To do: Continue the passage on non-profits adopting business models as social ventures, starting right after its final sentence.

Text provided:
START
Adopting a business model and becoming a social venture is the strategy of choice for them because emerging social ventures can embrace alternative funding sources, such as from trading and market revenues (Froelich, 1999), and invite social financial investors (Austin et al., 2006; Miller and Wesley, 2010). Seeking profit and opening up to social investors allows the emerging social ventures to survive and to grow (Vickers and Lyon, 2014). In fact, the proponents of the marketization of non-profits believe that more beneficiaries will benefit from this particular approach (e.g. Shoham et al., 2006).
In the social entrepreneurship literature, much research has placed significant emphasis on this matter. Authors have investigated various income-generation strategies that non-profits may adopt (e.g. Khieng, 2013), discussed the definitions and the nature (e.g. Dart, 2004; Kerlin and Pollak, 2011) and the processes and the performance of this transformation (e.g. Davis et al., 2011; Gras and Mendoza-Abarca, 2014; Guo, 2006). This “earned income school of thought” in the social entrepreneurship literature discusses broadly “the use of commercial activities by non-profit organizations in support of their mission” (Defourny and Nyssens, 2010, p. 40).
END
Data shown:
START
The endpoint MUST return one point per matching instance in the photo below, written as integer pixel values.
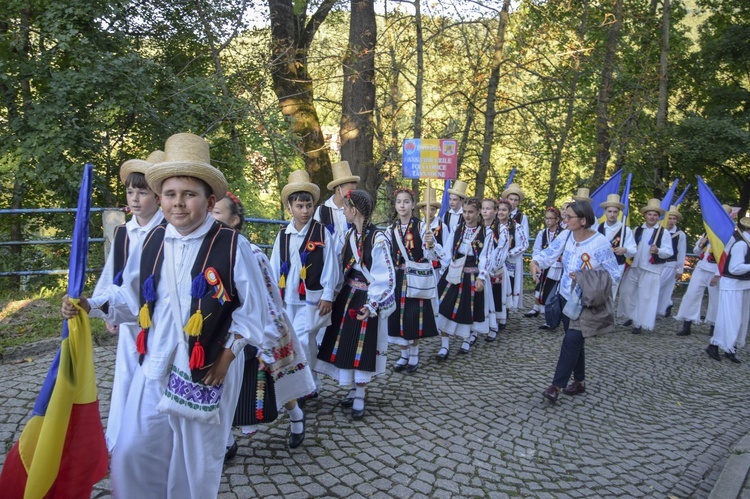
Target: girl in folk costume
(514, 265)
(354, 346)
(549, 277)
(414, 318)
(499, 241)
(517, 244)
(734, 295)
(126, 243)
(704, 277)
(440, 232)
(461, 288)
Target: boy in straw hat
(331, 213)
(734, 295)
(704, 277)
(456, 195)
(304, 261)
(128, 238)
(440, 231)
(514, 264)
(640, 287)
(190, 290)
(619, 235)
(675, 264)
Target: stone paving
(657, 420)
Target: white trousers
(638, 297)
(126, 361)
(690, 307)
(732, 319)
(162, 456)
(666, 286)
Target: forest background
(566, 91)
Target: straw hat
(514, 188)
(459, 189)
(583, 195)
(431, 201)
(673, 211)
(299, 181)
(342, 174)
(140, 165)
(653, 205)
(187, 155)
(612, 200)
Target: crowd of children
(214, 335)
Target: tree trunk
(358, 100)
(490, 112)
(291, 36)
(603, 139)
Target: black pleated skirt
(413, 318)
(349, 343)
(251, 410)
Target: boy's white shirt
(330, 276)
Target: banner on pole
(430, 158)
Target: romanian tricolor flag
(62, 452)
(719, 225)
(611, 186)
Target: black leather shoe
(358, 414)
(231, 452)
(713, 352)
(296, 439)
(733, 357)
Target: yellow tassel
(144, 318)
(194, 327)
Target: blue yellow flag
(62, 452)
(611, 186)
(719, 226)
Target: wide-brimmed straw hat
(432, 201)
(613, 200)
(187, 155)
(652, 205)
(673, 211)
(459, 189)
(140, 165)
(582, 195)
(299, 181)
(342, 174)
(513, 188)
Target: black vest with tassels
(218, 251)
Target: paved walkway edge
(733, 475)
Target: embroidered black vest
(367, 244)
(218, 251)
(615, 242)
(738, 239)
(121, 251)
(675, 244)
(639, 234)
(416, 253)
(313, 244)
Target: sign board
(429, 158)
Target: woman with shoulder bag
(413, 248)
(580, 248)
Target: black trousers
(572, 358)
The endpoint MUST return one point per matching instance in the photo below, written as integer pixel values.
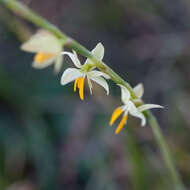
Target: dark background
(51, 140)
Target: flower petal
(58, 63)
(148, 106)
(98, 74)
(135, 112)
(98, 51)
(139, 90)
(125, 94)
(42, 41)
(89, 84)
(74, 58)
(70, 75)
(101, 82)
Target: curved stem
(29, 15)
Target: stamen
(75, 85)
(81, 88)
(117, 112)
(41, 57)
(121, 124)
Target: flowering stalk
(29, 15)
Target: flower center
(79, 82)
(41, 57)
(117, 112)
(121, 124)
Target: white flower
(47, 48)
(85, 71)
(130, 108)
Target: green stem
(29, 15)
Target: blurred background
(51, 140)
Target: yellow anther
(75, 85)
(79, 82)
(41, 57)
(81, 88)
(117, 112)
(121, 124)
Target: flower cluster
(48, 50)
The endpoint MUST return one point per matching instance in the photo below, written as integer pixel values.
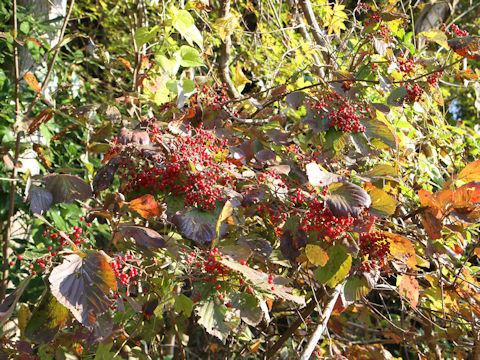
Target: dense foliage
(258, 179)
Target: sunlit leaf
(83, 285)
(46, 319)
(146, 206)
(337, 267)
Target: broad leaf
(67, 188)
(346, 199)
(46, 319)
(337, 267)
(82, 284)
(143, 236)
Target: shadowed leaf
(82, 285)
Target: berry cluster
(195, 168)
(342, 115)
(376, 247)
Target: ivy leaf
(212, 317)
(67, 188)
(410, 285)
(246, 307)
(316, 255)
(104, 177)
(197, 225)
(146, 206)
(143, 236)
(82, 284)
(355, 287)
(337, 267)
(40, 199)
(383, 205)
(46, 319)
(347, 199)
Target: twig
(317, 334)
(225, 48)
(54, 58)
(13, 186)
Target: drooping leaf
(292, 239)
(401, 248)
(316, 255)
(40, 199)
(410, 285)
(468, 46)
(146, 206)
(83, 285)
(383, 205)
(260, 279)
(197, 225)
(8, 305)
(318, 177)
(67, 188)
(337, 267)
(212, 317)
(104, 177)
(246, 307)
(143, 236)
(347, 199)
(46, 319)
(355, 288)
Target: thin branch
(225, 49)
(54, 59)
(317, 334)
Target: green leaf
(144, 35)
(46, 320)
(190, 57)
(337, 267)
(171, 65)
(212, 318)
(183, 304)
(355, 287)
(316, 255)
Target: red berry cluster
(342, 115)
(405, 66)
(196, 168)
(459, 32)
(414, 93)
(376, 246)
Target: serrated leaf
(346, 199)
(190, 57)
(67, 188)
(383, 205)
(146, 206)
(40, 199)
(8, 305)
(246, 307)
(318, 177)
(143, 236)
(82, 285)
(105, 176)
(260, 279)
(316, 255)
(337, 267)
(410, 285)
(212, 317)
(46, 319)
(437, 36)
(355, 288)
END
Answer to this exercise:
Yet, despite extensive discussions and research on how non-profits become social ventures, there is surprisingly limited research that focuses on the effective types of business models that these transforming non-profits may adopt. Defined as “the system of interdependent activities performed by a focal firm and its partners and the mechanisms that link these activities to each other” (Amit and Zott, 2015, p. 331), business models of social ventures essentially describe how...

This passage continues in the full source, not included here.